Este texto de Samuel Becket pone en la tesitura a los espectadores de enfrentarse a una tensión, entre la sensación de que parece que no pasa nada a lo largo de toda obra, con que las palabras y acciones de sus bizarros personajes, hacen cuestionar al público sobre el sentido de la propia existencia.
Allí entró la exhaustiva labor de dirección de esta compañía andaluza, de la mano de Ricardo Iniesta y Sario Téllez, profesionales que tuvieron el acierto en priorizar el que toda la obra esté cohesionada a la hora de guiar a sus intérpretes acorde con el diseño de iluminación, la escenografía, el vestuario, etc.… Así, nosotros los espectadores, estuvimos ante una versión de Esperando a Godot que se destaca por no hacernos “remar” en cada minuto (dada la densidad que le caracteriza), en favor de que experimentemos la desorientación permanente a la que se le somete a estos personajes.

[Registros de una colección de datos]
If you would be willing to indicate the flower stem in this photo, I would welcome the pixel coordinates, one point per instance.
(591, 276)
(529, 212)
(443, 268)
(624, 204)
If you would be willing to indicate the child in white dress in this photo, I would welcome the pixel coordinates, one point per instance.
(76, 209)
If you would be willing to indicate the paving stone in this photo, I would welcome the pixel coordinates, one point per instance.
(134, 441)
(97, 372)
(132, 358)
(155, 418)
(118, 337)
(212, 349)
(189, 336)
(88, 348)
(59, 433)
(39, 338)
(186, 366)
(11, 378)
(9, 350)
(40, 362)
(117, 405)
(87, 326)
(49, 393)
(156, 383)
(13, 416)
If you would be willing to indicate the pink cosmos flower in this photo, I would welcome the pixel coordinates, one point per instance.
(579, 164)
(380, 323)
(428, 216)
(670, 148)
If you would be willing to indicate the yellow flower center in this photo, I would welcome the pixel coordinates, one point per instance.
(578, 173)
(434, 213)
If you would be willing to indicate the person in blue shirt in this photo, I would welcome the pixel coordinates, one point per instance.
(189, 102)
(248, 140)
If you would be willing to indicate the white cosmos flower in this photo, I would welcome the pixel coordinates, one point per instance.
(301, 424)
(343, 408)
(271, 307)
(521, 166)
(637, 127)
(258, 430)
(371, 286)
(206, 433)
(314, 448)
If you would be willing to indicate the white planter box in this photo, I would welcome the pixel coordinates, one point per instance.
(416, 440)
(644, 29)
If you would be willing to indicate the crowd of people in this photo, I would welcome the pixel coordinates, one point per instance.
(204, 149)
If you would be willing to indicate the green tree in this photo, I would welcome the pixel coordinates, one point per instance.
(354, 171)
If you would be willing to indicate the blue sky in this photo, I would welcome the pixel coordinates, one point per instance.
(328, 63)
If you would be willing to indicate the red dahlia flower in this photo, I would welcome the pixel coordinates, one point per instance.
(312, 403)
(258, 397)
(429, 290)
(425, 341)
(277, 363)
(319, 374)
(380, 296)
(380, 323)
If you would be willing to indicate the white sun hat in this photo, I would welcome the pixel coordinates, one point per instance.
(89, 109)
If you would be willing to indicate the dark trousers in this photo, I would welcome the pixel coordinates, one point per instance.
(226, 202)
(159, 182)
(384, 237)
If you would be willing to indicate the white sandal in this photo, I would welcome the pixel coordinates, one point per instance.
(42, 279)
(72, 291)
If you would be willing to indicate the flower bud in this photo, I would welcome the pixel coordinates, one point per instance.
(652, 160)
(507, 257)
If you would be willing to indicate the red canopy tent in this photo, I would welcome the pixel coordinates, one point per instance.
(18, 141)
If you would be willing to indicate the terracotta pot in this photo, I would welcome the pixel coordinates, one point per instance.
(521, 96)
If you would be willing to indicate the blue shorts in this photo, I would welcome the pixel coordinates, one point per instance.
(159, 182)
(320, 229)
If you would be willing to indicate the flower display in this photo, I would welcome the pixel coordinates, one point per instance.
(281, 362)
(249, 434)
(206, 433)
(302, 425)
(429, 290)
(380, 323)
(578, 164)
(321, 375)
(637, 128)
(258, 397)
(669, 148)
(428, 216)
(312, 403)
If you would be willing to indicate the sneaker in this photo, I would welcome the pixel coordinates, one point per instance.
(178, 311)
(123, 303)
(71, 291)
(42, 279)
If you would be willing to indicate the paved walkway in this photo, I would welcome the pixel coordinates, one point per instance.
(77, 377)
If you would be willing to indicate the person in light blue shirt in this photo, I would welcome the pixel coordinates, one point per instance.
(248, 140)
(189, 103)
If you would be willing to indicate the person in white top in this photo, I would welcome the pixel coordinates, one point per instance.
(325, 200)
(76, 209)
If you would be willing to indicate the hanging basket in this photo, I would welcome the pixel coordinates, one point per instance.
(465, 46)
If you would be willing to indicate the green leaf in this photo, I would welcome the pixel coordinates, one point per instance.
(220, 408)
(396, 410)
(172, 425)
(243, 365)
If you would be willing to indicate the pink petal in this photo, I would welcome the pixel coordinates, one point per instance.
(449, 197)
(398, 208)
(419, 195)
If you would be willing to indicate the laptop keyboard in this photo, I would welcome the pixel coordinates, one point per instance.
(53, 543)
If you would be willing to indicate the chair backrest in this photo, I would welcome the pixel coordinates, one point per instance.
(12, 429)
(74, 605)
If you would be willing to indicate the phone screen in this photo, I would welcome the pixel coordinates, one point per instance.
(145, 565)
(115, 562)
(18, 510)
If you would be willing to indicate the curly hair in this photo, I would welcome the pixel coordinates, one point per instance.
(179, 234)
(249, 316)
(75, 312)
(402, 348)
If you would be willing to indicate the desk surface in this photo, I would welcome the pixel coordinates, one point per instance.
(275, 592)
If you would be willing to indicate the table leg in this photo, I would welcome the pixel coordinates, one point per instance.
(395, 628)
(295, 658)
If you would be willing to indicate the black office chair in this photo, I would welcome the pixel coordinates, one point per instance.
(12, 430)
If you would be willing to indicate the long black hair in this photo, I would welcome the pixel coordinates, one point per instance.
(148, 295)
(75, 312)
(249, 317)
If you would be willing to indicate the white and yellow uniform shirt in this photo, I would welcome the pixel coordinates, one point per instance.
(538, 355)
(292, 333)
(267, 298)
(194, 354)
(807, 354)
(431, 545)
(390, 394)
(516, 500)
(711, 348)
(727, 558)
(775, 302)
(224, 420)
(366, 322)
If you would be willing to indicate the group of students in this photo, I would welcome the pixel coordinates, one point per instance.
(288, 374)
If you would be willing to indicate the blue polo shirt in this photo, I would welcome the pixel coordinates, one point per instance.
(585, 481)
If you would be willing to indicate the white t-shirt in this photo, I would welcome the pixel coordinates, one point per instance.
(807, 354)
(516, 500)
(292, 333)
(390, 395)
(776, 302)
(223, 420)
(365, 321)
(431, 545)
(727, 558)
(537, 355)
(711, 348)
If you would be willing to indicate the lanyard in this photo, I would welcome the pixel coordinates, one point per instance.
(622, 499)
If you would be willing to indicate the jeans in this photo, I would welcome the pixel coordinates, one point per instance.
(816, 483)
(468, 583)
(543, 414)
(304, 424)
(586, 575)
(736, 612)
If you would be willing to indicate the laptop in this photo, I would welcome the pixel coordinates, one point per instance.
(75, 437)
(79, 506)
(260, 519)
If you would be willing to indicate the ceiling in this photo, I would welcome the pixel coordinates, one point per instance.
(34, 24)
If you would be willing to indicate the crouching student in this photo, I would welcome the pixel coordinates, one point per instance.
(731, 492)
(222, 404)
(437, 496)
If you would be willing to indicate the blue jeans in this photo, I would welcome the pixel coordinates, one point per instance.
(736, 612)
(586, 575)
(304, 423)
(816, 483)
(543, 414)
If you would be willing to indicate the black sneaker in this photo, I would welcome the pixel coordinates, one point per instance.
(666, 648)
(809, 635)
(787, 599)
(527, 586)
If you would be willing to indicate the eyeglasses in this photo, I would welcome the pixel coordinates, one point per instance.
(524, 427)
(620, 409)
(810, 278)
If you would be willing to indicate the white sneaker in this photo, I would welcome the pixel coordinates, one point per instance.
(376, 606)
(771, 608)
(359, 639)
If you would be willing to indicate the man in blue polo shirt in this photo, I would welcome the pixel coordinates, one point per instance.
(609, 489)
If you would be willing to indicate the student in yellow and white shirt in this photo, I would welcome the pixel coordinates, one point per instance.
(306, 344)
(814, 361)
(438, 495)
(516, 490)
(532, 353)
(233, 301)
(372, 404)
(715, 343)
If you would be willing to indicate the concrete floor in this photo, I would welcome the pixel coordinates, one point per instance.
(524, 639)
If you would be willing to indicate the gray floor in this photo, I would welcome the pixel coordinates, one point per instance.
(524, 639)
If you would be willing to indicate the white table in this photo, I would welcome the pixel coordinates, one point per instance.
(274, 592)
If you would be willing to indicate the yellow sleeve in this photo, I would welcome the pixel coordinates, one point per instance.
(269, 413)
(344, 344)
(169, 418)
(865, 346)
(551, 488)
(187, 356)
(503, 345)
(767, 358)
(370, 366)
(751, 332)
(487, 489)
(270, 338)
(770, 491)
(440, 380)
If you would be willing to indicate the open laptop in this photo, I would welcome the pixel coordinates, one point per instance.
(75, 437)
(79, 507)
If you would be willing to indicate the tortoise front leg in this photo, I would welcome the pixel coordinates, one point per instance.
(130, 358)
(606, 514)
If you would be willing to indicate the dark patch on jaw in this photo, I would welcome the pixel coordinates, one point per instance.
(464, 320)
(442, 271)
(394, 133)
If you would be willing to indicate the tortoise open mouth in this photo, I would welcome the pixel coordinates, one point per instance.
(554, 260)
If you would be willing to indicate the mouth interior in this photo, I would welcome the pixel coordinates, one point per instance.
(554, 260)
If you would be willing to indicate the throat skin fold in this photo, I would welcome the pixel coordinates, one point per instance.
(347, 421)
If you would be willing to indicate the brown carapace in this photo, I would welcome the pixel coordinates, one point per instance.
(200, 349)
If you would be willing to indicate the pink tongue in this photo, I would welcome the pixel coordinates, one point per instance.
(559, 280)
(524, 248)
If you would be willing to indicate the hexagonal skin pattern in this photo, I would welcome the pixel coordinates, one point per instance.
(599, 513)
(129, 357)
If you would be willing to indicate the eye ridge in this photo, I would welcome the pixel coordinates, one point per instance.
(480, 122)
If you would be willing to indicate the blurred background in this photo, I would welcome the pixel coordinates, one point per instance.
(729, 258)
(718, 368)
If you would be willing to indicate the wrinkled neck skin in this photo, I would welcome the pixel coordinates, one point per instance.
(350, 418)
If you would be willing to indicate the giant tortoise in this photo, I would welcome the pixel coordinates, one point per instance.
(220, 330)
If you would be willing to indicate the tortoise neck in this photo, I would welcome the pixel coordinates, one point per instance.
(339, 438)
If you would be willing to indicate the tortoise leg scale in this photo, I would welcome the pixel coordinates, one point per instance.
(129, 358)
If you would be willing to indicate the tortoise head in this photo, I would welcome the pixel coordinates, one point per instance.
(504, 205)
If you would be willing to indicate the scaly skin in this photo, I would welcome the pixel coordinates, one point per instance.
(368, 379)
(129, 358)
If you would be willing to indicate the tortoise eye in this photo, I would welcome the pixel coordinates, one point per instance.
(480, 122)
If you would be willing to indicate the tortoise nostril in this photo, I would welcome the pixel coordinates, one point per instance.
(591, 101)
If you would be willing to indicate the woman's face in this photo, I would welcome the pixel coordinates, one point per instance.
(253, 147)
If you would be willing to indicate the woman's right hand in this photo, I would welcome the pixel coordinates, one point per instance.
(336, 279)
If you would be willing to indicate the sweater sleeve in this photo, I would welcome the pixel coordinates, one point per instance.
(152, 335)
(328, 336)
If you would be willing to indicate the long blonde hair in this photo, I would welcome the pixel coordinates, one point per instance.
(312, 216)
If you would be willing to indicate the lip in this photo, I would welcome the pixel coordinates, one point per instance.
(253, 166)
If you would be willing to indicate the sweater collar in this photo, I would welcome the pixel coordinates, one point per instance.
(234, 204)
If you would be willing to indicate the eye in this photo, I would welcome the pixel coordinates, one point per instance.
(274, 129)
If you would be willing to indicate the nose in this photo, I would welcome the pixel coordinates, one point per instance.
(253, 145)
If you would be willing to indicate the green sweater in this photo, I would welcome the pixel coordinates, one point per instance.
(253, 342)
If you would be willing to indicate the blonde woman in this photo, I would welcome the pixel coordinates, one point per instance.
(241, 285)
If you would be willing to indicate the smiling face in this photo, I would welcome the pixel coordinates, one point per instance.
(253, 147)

Ejercicio 1 => Reescribe el fragmento de la reseña de Esperando a Godot que va de "Allí entró la" a "a estos personajes." y sustituye en él "compañía andaluza" por "compañía sevillana".
Ejercicio 2 =>
Indica si cada una de estas afirmaciones concuerda con la reseña de Esperando a Godot y cita las palabras exactas de la reseña que lo deciden:
(a) La dirección estuvo a cargo de Ricardo Iniesta y Sario Téllez.
(b) La compañía que montó la obra es gallega.
(c) Esta versión obliga al público a «remar» en cada minuto.
Ejercicio 3 => Continúa la reseña de Esperando a Godot a partir de su última oración.

Respuesta esperada 1 =>
Allí entró la exhaustiva labor de dirección de esta compañía sevillana, de la mano de Ricardo Iniesta y Sario Téllez, profesionales que tuvieron el acierto en priorizar el que toda la obra esté cohesionada a la hora de guiar a sus intérpretes acorde con el diseño de iluminación, la escenografía, el vestuario, etc.… Así, nosotros los espectadores, estuvimos ante una versión de Esperando a Godot que se destaca por no hacernos “remar” en cada minuto (dada la densidad que le caracteriza), en favor de que experimentemos la desorientación permanente a la que se le somete a estos personajes.

Respuesta esperada 2 =>
(a) Sí: «de la mano de Ricardo Iniesta y Sario Téllez».
(b) No: «esta compañía andaluza».
(c) No: «se destaca por no hacernos “remar” en cada minuto».

Respuesta esperada 3 =>
Tanto fue así que, si uno hacía el ejercicio de no atender, por un momento, a las palabras de dicho texto, uno comprendía las emociones y roles que estaban desempeñando los personajes que estaban interpretaron M. Asensio, J. Arenal, M. Reyes, A. Casado y T. de los Reyes (imagen visual). Lo anterior, debería de ser uno de los objetivos a perseguir de todo profesional del teatro. Esto es: La interpretación se quedaría desdibujada si no hay guion/pautas de dirección. Asimismo, el texto se quedaría relegado al campo de la literatura, si no hay interpretación/dirección que lo sostenga en escena.
Es más, los integrantes de Atalaya se atrevieron a “jugar” con la atención de nosotros los espectadores, una vez que dio inicio el segundo acto de la obra, ya que, entre otras cosas, los actores y actrices intercambiaron los dúos de personajes que se habido dado en inicio. Dotando a esta versión de una serie de matices que aclaraban que, a pesar de todo, si que hay un paso del tiempo y estos personajes van evolucionando en consonancia; como también, que el trabajo del intérprete debe de estar al servicio de lo colectivo y de lo que se quiere comunicar a los espectadores.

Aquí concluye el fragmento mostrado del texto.